■ **SUPPLIED PASSAGE**
Maybe it would help if you read our posts out loud into a tape recorder and played them back. 
@joysof: Those damn Welsh....grrrr....get all the publicity do ye? I can say one thing for sure, every red-blooded Inuit hates them Welsh with a passion!

----------


## NGel_3

oh! god so u wise man!!!! do u think that would help???? oh!!! wow i do not care, u r the only one who's taking this so serious!!! what's up with u!!!?  ::  i dont get it....if u dont like that DO NOT ANSWER!!!! DO NOT!!!

----------


## Pravit

Come on, I'm just being playful.    ::   Don't you think more Russians would have answered by now if they had any sort of opinion on it?

----------


## NGel_3

oh u r killin' me! there r a lot of topic that dont have any opinio at all! it has to be this topic the big deal????????????? man it's new year take it easy!!!

----------


## VendingMachine

*NGel_3*, I am Russian and I don't think anything about Latin people (had never given this question a moment's thought until you asked us). I don't think anything about Innuit fishermen or Welsh sheep farmers either. I just don't meet them in my daily life. I don't know anyone Latin or Innuit, or a Welsh farmer (mind you, I do know one girl who happens to be Welsh). This is a pointless discussion, as most people do not think of other groups of people as a whole. I do not think anything about Americans, I can only think something about those few Americans I've met living here in Russia and I think of them as individuals.  
Can I ask you one too, *NGel_3*? What do you think about Saami dog breeders and Karelian forestry workers as a group?

----------


## Pravit

::   ::   ::   ::  SAAMI DOG BREEDERS!??! How dare you mention that name on this board? We of the mixed Karelian-Inuit ancestry have a sworn blood feud against the Saami and Welsh!

----------


## VendingMachine

Nice one, Pravit.   ::

----------


## waxwing

OK let me just add one more thing. 
Well, the concept of 'Latin' is very different in Europe and America. 
In Britain, we think of 'Latins' as those people who live near the Mediterranean - the Spanish, the Portuguese, the Italians etc. Not really the French - we see them as kind of 'half-Latin'   ::  
Now there are of course racial stereotypes that we have for these people but let's leave that aside 'cos you're not interested.. 
Then there's the American/ US 'Latino' concept which relates to people (immigrants or not) with roots in central and southern america. I understand that there's a huge and rich cultural complex around this. There's racism, stereotypes, music , language etc. 
Now, FINALLY, on to Russia...
Russians know bugger all about Latinos. They've heard a few Ricky Martin pop songs but that's about it. Of course there are some who know Western culture intimately (the type who inhabit these boards, for example), but believe me the average guy on the street doesn't have a clue. They're vaguely aware of Mediterranean 'Latin' culture ..  but hey I've said enough   ::   
Finally I would mention that if a 'Latino' came to Russia he or she'd generally be very much welcomed, except that depending on their looks they might be hassled in Moscow by the militsia who mistake them for Caucasians   ::

----------


## amazon princess

::   Now...I just happened to stumble upon this conversation but i'm also a bit curious about this whole topic.  I'm Mexican and am studying to become a teacher *wanting to teach in Russia* and well...would I really be harrased? I have light colored skin, brown eyes (although a bit asiatic-looking, almond shaped), and dark brown hair with reddish kind of natural highlights...i'm a bit worried. Do any of you think that I might somewhat be able to blend in? Please please answer!

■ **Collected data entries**

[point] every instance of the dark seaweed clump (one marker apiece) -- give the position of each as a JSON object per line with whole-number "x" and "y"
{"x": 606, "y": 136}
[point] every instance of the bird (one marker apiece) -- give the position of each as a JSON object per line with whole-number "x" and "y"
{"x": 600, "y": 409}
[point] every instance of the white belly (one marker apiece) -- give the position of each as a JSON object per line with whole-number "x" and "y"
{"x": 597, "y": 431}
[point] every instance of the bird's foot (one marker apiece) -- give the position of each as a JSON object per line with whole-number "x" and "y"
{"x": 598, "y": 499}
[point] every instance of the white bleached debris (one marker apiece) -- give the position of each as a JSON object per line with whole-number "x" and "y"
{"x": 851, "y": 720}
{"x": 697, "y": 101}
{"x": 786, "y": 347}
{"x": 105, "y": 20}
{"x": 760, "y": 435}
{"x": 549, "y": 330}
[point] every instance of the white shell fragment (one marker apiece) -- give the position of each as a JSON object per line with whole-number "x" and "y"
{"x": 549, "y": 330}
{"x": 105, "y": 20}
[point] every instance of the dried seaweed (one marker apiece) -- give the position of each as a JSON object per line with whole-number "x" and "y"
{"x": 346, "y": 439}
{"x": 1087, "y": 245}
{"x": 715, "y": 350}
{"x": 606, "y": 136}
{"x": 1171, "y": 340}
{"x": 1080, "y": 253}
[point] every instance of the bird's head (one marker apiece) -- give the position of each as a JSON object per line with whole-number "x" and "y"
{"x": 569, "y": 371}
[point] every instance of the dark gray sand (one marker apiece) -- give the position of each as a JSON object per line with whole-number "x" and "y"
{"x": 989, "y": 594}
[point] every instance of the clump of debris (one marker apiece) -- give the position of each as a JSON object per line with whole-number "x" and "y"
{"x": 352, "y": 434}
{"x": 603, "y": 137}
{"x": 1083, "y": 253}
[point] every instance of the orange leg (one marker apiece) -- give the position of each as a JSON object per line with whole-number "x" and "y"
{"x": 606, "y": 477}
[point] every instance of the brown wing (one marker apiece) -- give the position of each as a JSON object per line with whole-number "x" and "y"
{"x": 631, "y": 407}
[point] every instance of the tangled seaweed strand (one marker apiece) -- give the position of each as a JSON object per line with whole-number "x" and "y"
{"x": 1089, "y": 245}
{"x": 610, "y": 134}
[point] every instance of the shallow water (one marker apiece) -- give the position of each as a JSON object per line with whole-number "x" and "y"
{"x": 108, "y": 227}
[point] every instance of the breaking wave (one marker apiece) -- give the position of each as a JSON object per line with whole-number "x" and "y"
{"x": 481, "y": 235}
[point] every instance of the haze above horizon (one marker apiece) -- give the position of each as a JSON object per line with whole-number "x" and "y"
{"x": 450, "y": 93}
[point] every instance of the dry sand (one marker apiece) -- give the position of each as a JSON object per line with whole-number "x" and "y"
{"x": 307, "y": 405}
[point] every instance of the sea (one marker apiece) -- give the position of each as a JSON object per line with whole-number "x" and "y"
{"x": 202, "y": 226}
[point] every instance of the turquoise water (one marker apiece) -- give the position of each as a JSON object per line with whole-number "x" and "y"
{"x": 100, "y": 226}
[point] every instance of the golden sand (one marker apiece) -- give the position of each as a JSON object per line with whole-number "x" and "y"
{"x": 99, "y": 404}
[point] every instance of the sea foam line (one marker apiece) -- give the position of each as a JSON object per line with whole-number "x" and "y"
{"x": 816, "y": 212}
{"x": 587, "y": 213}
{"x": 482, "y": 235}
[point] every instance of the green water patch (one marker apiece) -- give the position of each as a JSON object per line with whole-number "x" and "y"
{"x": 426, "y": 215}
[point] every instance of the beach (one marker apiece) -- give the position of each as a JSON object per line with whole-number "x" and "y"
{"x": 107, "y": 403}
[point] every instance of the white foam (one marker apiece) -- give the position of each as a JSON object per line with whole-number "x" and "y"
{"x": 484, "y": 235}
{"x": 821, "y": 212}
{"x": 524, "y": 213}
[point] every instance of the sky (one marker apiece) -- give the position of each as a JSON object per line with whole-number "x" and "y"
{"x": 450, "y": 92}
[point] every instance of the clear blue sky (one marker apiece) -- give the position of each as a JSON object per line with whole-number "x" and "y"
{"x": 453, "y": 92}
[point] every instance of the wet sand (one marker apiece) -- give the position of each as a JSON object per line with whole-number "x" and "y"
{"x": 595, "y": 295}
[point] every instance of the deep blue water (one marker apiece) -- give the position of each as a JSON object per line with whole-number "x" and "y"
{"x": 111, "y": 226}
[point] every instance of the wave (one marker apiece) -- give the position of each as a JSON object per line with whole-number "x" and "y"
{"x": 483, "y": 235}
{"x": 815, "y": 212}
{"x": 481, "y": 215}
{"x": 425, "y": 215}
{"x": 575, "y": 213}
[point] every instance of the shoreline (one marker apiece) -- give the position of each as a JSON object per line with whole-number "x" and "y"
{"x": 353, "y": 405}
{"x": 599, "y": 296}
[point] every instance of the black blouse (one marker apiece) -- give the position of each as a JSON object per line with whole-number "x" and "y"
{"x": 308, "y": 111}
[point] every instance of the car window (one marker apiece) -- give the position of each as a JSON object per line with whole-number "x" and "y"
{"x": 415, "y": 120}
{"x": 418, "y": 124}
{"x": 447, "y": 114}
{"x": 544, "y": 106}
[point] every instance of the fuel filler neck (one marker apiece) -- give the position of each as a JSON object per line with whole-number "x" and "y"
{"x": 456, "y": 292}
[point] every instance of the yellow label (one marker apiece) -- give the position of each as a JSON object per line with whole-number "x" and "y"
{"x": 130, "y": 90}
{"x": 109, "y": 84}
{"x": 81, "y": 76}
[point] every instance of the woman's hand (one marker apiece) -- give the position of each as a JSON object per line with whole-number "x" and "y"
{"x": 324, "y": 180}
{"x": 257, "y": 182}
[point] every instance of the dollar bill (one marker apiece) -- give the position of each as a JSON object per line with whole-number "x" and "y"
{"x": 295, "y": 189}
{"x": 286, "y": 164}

■ **WHAT IS ASKED**
Copy the forum thread from "Nice one, Pravit." to "music , language etc.", changing "Britain" to "England".

■ **COMPLETED TASK**
Nice one, Pravit.   ::

----------


## waxwing

OK let me just add one more thing. 
Well, the concept of 'Latin' is very different in Europe and America. 
In England, we think of 'Latins' as those people who live near the Mediterranean - the Spanish, the Portuguese, the Italians etc. Not really the French - we see them as kind of 'half-Latin'   ::  
Now there are of course racial stereotypes that we have for these people but let's leave that aside 'cos you're not interested.. 
Then there's the American/ US 'Latino' concept which relates to people (immigrants or not) with roots in central and southern america. I understand that there's a huge and rich cultural complex around this. There's racism, stereotypes, music , language etc.